## TASK DESCRIPTION
Collect every line below that contains the word "wooden", matching case exactly, and copy each of those lines in full.

## INPUT FOR THIS TASK

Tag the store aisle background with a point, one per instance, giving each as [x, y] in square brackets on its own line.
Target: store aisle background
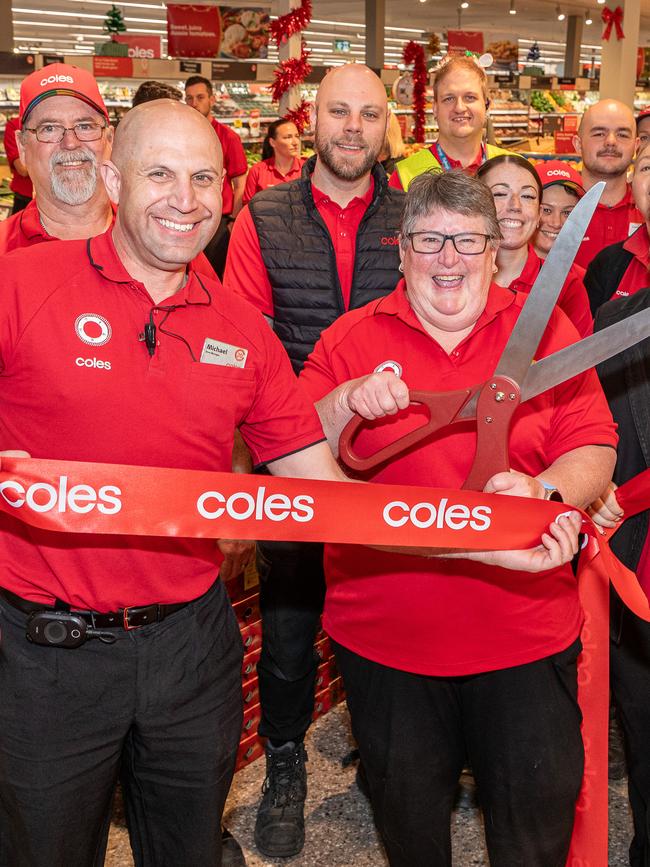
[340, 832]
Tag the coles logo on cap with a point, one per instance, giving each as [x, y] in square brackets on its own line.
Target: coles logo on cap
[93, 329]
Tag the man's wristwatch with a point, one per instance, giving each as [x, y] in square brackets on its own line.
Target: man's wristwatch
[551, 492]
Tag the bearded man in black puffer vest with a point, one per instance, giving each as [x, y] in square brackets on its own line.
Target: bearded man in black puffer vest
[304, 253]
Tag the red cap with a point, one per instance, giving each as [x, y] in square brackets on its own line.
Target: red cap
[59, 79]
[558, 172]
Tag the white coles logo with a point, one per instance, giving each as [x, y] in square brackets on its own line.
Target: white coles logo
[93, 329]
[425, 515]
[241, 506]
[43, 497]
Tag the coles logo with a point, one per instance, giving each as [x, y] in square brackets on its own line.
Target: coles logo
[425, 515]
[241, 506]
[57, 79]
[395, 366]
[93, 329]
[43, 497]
---
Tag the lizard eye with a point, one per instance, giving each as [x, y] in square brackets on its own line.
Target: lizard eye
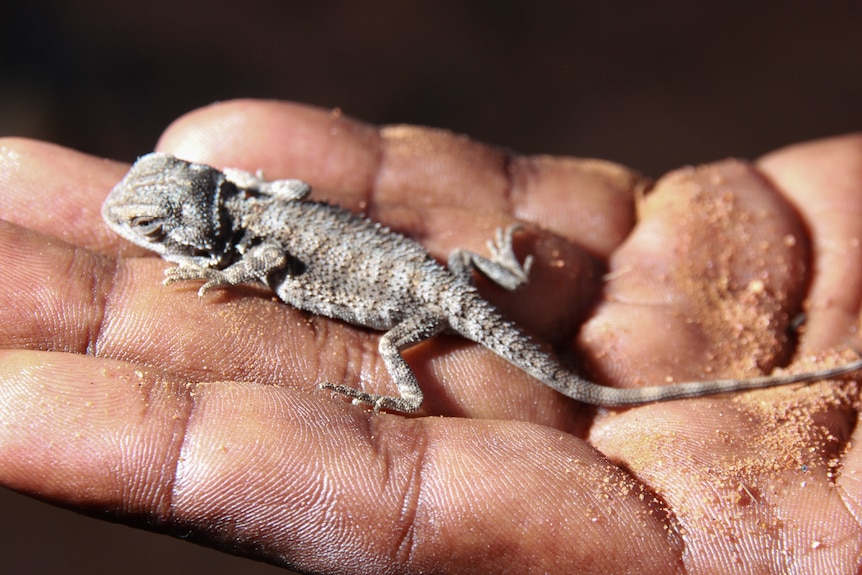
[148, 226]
...
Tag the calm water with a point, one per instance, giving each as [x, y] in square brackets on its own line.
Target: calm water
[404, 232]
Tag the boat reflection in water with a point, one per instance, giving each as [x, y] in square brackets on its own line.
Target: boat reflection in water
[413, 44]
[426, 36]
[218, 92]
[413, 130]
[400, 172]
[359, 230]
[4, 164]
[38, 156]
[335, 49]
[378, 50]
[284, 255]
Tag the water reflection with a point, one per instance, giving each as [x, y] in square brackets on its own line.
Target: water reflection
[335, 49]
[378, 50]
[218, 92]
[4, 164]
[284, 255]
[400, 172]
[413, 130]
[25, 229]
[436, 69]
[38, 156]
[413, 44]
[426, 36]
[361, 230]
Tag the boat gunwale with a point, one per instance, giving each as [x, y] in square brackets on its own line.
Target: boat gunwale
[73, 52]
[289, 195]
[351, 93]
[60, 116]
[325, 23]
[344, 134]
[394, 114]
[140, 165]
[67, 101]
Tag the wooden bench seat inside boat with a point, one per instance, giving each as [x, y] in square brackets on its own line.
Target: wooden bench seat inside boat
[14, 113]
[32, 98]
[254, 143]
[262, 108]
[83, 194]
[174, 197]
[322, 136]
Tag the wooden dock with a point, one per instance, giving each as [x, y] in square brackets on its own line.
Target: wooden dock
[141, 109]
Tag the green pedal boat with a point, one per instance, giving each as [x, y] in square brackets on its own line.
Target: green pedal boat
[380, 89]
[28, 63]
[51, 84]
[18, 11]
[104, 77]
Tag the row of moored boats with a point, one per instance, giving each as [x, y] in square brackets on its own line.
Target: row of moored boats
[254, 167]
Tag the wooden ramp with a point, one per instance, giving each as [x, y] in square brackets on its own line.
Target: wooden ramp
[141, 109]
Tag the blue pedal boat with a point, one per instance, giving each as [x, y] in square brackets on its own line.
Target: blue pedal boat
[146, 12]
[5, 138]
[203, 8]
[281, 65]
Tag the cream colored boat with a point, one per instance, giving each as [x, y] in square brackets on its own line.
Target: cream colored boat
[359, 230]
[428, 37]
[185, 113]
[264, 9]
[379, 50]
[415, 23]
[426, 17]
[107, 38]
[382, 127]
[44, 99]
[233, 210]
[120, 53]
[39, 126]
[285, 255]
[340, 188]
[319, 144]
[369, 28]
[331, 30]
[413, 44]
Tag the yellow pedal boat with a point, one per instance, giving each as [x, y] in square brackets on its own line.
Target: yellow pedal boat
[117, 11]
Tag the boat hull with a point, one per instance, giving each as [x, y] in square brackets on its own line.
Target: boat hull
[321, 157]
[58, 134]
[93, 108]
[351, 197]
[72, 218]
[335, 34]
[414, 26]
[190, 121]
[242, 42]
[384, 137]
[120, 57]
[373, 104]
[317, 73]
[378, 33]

## SOLUTION FOR THIS PROBLEM
Tag the wooden bench seat inside boat with a point, one per instance, giving each as [x, y] in square brackets on its own line.
Target: wooden bench seat inside boat
Tag the wooden dock with a point, one per instance, giving each as [x, y] in square brackets on its own line.
Target: wooden dock
Tag the wooden ramp with a point, one per instance, giving each as [x, y] in square brackets on its own line.
Target: wooden ramp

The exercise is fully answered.